> [Your instructions] In the passage below on golf and Obamacare, what two things does it say have already happened to Obamacare?

> [Selected passage]
▶

Inigo: I
am waiting for you, Vizzini. You told me
to go back to the beginning, so I have.
This is where I am, and this is where I will stay. I will not be moved.
Brute: Ho
there!
Inigo: I
do not budge. Keep your “Ho there!”
Brute: The
Prince gave orders.
Inigo: So
did Vizzini. When the job went wrong you
went back to the beginning. Well, this
is where we got the job, so it’s the beginning.
And I am staying ‘till Vizzini comes.
—Mandy Patinkin as Inigo Montoya, and Paul
Badger as the Brute in The Princess Bride
One of the great lessons of golf is that you must learn to
play the ball where it lies, however bad a position that may be, and however
unfair the circumstances under which it came to be there. Denial and panic are counter-productive. Sometimes you have to accept bogey, chip back
into the fairway, and try to make it up on the next hole.
Obamacare has passed Congress and been upheld by the Supreme
Court. Rightly or wrongly, that’s where
the ball now lies. The question we must
focus on now is: What do we do about it?
A number of possibilities come to mind.

◀

> [Records provided]
▶

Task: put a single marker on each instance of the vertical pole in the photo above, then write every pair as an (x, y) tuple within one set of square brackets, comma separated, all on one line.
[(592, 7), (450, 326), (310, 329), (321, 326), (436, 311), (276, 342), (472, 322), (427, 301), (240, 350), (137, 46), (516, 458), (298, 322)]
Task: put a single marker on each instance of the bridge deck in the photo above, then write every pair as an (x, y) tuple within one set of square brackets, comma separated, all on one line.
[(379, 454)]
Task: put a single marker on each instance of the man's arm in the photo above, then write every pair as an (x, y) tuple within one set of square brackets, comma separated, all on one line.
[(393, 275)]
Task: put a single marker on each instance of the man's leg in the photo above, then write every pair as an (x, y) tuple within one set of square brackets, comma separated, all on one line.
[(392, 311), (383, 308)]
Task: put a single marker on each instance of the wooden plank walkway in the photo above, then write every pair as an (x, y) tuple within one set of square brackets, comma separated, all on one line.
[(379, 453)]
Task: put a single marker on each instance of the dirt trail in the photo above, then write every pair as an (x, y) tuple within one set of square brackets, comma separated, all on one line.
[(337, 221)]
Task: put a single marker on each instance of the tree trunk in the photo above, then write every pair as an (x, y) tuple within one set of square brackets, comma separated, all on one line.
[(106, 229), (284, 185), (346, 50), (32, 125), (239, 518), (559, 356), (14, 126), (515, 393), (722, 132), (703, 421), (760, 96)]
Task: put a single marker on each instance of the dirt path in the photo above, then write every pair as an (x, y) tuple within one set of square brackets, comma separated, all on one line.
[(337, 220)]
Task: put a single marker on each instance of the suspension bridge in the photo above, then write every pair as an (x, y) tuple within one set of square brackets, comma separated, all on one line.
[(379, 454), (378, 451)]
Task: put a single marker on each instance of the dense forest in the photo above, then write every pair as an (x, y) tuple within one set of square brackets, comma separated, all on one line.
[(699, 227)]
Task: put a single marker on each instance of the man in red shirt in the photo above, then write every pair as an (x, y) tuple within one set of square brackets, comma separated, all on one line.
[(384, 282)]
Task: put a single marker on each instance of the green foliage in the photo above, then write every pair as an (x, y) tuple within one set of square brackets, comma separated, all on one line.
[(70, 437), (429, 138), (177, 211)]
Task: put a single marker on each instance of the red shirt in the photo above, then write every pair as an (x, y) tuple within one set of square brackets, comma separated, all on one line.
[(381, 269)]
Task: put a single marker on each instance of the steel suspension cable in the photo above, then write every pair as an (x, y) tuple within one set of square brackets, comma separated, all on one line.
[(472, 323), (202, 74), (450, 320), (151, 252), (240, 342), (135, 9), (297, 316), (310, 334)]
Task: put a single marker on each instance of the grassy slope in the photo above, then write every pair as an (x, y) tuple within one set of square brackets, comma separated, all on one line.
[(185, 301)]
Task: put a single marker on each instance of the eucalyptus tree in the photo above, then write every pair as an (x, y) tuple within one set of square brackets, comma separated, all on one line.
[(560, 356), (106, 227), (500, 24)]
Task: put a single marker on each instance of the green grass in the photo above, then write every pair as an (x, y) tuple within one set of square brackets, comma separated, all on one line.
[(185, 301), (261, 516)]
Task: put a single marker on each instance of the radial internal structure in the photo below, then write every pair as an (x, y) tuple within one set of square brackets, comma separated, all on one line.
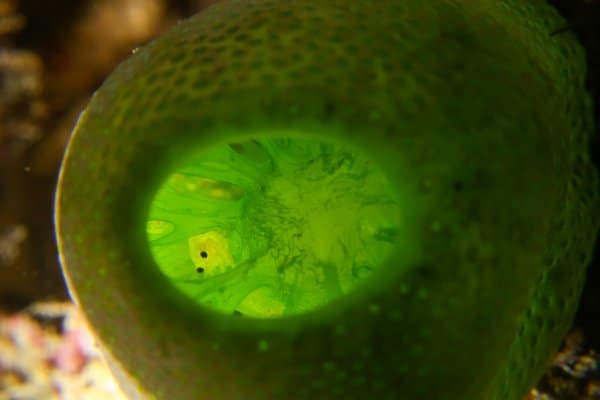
[(270, 227)]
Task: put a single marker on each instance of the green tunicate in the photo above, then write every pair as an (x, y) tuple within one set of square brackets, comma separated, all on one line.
[(398, 188), (273, 227)]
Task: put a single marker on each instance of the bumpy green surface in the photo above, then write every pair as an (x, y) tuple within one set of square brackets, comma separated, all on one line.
[(477, 116), (273, 226)]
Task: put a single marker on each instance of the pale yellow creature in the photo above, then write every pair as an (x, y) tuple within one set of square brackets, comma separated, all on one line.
[(209, 252)]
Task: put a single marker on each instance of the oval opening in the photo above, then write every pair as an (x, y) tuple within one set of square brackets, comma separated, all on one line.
[(273, 226)]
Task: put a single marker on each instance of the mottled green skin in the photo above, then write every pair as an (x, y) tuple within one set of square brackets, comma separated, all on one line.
[(478, 114)]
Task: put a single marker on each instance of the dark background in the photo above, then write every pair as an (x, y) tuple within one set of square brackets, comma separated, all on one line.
[(55, 53)]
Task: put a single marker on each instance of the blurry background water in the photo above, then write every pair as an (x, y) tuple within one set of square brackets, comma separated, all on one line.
[(53, 54)]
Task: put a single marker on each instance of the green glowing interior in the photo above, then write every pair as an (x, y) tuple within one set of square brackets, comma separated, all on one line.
[(272, 226)]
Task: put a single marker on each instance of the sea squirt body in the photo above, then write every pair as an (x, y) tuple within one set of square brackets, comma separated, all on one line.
[(480, 119)]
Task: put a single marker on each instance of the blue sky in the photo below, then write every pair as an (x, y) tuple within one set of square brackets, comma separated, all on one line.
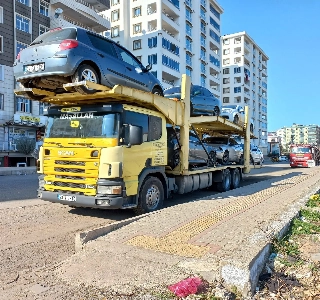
[(288, 31)]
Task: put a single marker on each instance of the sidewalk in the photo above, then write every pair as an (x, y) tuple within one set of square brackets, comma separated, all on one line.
[(222, 237), (17, 170)]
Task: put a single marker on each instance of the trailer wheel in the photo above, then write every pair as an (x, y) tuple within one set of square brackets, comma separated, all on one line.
[(225, 184), (235, 178), (151, 196)]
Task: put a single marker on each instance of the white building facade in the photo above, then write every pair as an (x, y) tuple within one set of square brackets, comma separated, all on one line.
[(21, 21), (244, 80), (174, 36)]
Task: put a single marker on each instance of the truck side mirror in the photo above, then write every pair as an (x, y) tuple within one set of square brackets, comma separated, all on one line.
[(133, 135)]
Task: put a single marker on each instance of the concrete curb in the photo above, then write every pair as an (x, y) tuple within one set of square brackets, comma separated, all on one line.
[(84, 237), (5, 171), (245, 276)]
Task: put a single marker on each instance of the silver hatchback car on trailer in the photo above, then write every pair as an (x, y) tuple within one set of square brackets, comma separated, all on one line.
[(71, 54)]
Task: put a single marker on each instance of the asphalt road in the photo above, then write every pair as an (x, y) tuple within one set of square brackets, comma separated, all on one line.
[(23, 187)]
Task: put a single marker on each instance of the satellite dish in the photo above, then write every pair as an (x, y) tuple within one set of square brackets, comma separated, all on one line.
[(58, 12)]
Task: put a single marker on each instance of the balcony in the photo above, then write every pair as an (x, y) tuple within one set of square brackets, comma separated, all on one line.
[(171, 6), (86, 11), (152, 25), (169, 79), (152, 9)]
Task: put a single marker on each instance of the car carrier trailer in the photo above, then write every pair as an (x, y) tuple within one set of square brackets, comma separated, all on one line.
[(109, 149)]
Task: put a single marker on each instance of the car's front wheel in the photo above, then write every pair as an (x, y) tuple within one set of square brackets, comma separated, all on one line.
[(85, 73)]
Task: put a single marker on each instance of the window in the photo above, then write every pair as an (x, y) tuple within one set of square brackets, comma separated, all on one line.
[(226, 61), (226, 80), (166, 44), (136, 44), (115, 31), (151, 125), (102, 44), (25, 2), (1, 73), (226, 99), (237, 89), (226, 51), (189, 72), (20, 46), (115, 15), (188, 29), (137, 28), (23, 105), (42, 107), (128, 58), (170, 63), (137, 11), (237, 70), (203, 67), (1, 102), (152, 59), (189, 44), (1, 14), (188, 59), (44, 8), (226, 71), (152, 42), (203, 80), (42, 29), (22, 23)]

◀

> [Solved problem] It has passed Congress and been upheld by the Supreme Court.